**Source passage:**
What are these unpleasant dreams we have, these nightmares? I would suggest that they are related to the emotions we are repressing, perhaps related to the wounds that we are holding onto. So with loving-kindness you heal these wounds, then you don't have these nightmares or unpleasant dreams, and then you can sleep peacefully and wake up peacefully.
In Sri Lanka, sometimes I work with people who suffer from insomnia, and the way I try to help them is by the practice of this simple method of loving-kindness before they go to sleep. It has been interesting for me to see that it works most of the time.
Other People Like You
Now another benefit that is mentioned is that other human beings like you. Why do human beings like you? Because you are friendly towards them, so naturally when you are friendly to others they are friendly towards you. If you are not friendly to others they will not be friendly to you. So it is a very simple point that when you are friendly to others, others will respond in the same way. I think this is very important because we have a lot of problems and difficulties in relationships due to the way we are relating to other people. So if we can be friendly to ourselves and friendly to others this can generate a lot of joy, a lot of happiness.

**Tasks to carry out:**
1. In the loving-kindness passage, when does the speaker have people with insomnia practice the method?
2. Please condense the paragraph of the loving-kindness passage that begins "Now another benefit" into a short bulleted list of its main points.

**Data records:**
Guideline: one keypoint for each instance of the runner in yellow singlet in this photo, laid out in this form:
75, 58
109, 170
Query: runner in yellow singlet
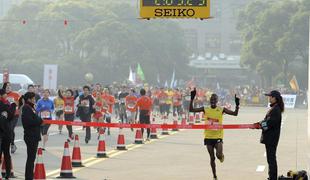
214, 116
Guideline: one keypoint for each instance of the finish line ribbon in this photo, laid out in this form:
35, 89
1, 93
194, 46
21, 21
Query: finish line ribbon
155, 126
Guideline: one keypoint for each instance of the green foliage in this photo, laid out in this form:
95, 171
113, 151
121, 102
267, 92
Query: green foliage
101, 37
274, 37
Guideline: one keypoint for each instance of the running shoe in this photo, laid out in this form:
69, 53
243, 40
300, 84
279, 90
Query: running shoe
222, 159
13, 148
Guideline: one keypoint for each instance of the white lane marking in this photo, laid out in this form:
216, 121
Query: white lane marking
51, 134
260, 168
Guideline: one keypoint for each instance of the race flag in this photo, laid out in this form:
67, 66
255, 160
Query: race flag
140, 73
175, 84
172, 79
158, 79
191, 83
294, 84
218, 85
131, 76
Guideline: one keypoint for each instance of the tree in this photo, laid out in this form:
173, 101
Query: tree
102, 37
273, 35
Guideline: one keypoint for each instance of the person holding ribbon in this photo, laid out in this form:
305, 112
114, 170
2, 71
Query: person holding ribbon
213, 139
271, 128
45, 108
32, 125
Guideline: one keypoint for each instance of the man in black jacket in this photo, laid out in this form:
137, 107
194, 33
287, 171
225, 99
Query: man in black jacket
7, 112
32, 134
271, 128
85, 109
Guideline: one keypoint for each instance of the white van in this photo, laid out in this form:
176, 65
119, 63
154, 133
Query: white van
18, 81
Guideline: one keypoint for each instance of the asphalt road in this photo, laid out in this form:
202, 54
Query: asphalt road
180, 155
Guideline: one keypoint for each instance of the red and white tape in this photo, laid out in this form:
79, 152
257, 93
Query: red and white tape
157, 126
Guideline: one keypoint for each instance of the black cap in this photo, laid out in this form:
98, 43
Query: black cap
274, 93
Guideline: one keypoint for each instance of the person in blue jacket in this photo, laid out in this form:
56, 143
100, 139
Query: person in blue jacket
45, 108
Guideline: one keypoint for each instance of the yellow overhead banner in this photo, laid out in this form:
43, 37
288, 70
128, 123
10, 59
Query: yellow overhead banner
175, 9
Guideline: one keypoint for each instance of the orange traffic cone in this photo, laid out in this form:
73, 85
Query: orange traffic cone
39, 171
138, 139
175, 122
183, 122
101, 145
66, 166
191, 118
202, 118
76, 154
164, 130
153, 133
3, 171
197, 118
121, 141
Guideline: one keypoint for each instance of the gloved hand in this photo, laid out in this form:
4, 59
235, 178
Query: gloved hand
193, 94
237, 100
256, 125
264, 125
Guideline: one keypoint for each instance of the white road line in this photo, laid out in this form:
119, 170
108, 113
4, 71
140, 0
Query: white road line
53, 134
260, 168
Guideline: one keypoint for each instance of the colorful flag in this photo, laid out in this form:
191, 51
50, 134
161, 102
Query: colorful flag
166, 84
140, 73
131, 76
294, 84
158, 79
172, 79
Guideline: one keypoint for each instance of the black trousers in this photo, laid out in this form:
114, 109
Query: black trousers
145, 119
86, 118
5, 149
32, 147
13, 125
271, 151
69, 117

**Task solutions:**
1. Before they go to sleep.

2.
- Another benefit mentioned is that other people like you.
- They like you because you are friendly toward them. People respond in the same way, and if you are not friendly to others, they will not be friendly to you.
- This matters because many problems and difficulties in relationships come from the way we relate to other people.
- Being friendly to ourselves and to others can generate a lot of joy and happiness.